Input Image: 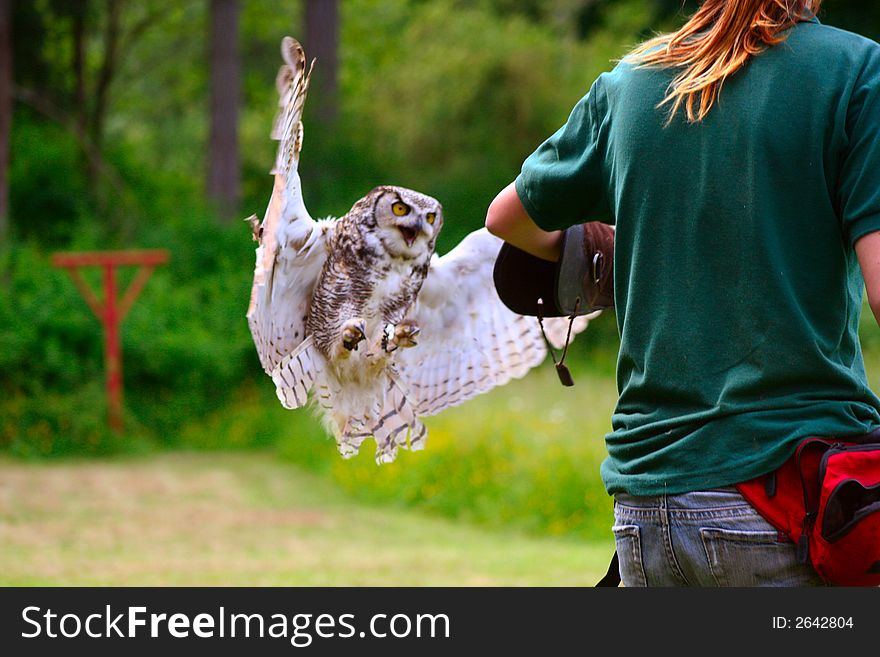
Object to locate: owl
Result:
[247,37,598,463]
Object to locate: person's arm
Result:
[855,231,880,324]
[486,183,562,262]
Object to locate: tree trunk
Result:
[305,0,339,123]
[0,0,13,244]
[207,0,241,220]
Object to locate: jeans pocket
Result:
[700,527,816,586]
[611,525,648,587]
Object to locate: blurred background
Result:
[0,0,880,585]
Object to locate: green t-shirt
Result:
[516,21,880,495]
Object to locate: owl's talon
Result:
[342,317,367,351]
[386,319,422,352]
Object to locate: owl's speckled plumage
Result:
[247,37,598,463]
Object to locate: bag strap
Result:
[596,550,620,588]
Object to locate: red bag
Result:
[737,430,880,586]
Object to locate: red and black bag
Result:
[737,430,880,586]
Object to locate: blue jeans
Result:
[613,486,823,586]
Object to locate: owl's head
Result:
[367,186,443,258]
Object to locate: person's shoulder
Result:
[789,21,880,59]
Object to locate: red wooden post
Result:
[52,250,168,432]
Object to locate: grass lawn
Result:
[0,452,613,586]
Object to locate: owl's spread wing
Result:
[395,229,601,415]
[247,37,333,390]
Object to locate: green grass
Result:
[0,446,613,586]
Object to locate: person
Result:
[486,0,880,586]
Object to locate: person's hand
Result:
[486,183,562,262]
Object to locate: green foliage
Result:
[0,182,259,455]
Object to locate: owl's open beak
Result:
[397,224,422,246]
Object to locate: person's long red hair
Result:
[626,0,822,123]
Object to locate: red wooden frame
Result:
[52,249,169,432]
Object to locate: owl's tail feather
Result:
[336,372,428,465]
[272,336,320,409]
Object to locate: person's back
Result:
[568,22,880,494]
[487,0,880,584]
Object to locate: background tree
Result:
[207,0,241,219]
[303,0,339,123]
[0,0,12,244]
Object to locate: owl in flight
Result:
[247,37,594,463]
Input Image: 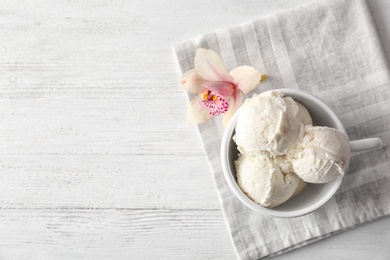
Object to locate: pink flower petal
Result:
[194,48,233,82]
[202,90,229,116]
[187,95,212,124]
[222,90,243,128]
[179,69,206,94]
[230,66,262,94]
[203,81,235,97]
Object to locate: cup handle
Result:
[349,138,382,153]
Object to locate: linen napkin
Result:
[174,0,390,259]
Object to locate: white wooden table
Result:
[0,0,390,260]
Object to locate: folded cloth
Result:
[174,0,390,259]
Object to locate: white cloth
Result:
[174,0,390,259]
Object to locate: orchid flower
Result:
[180,48,267,127]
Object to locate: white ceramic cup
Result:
[221,89,382,218]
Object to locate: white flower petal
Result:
[179,69,207,94]
[229,66,262,94]
[187,95,212,124]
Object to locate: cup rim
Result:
[221,88,346,218]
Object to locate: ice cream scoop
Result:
[236,153,299,208]
[290,126,350,183]
[233,91,311,156]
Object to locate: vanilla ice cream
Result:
[289,126,350,183]
[233,91,311,156]
[236,152,300,208]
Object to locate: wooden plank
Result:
[0,209,234,259]
[0,153,220,209]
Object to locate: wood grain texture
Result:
[0,0,390,259]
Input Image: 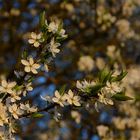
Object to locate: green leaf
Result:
[112,93,133,101]
[31,113,44,118]
[111,71,127,82]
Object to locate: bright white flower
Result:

^^^^^^^^^^^^^^^^

_Requirement_: Shift the rows in the stretch from the line containing "Object to locate: owl's tail feather" through the line containing "[0,0,12,244]" by adding 115 to every bounding box coordinate. Write out all of those lines again with the object lines unchanged.

_Solution to the problem_:
Object to locate: owl's tail feather
Result:
[451,487,543,580]
[387,451,435,524]
Object to locate: person's back
Result:
[683,137,995,609]
[602,115,995,699]
Object to locate: background tree
Result:
[322,115,356,334]
[418,115,454,238]
[115,115,127,359]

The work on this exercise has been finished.